# [Directions for this task]
List every line of the items below that contains the word "locate".

# [Records provided]
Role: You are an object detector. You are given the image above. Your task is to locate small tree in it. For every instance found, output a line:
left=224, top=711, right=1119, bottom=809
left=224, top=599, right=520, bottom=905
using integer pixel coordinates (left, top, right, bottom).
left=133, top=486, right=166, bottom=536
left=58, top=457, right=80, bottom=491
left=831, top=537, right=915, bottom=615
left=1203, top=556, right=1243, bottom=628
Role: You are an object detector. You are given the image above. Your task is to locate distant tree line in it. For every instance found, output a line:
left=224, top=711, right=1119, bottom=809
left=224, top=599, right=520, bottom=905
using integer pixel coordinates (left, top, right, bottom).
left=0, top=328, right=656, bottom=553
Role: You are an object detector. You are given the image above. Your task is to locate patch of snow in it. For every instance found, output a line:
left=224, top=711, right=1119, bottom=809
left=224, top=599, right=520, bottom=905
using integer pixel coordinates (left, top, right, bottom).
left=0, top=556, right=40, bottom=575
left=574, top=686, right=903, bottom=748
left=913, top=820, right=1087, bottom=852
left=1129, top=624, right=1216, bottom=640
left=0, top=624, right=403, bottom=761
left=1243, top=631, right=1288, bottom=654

# [Answer to the task]
Role: You are an object detector. You are given the image above. Your task is to locate small tree in it. For every instance found, output a line:
Role: You are an object detector. You are given the image above. Your task is to locate distant tree line in it. For every instance found, output a line:
Role: You are an object detector. You are given the image above. Your task is to locate patch of snow in it. For every instance found, output a line:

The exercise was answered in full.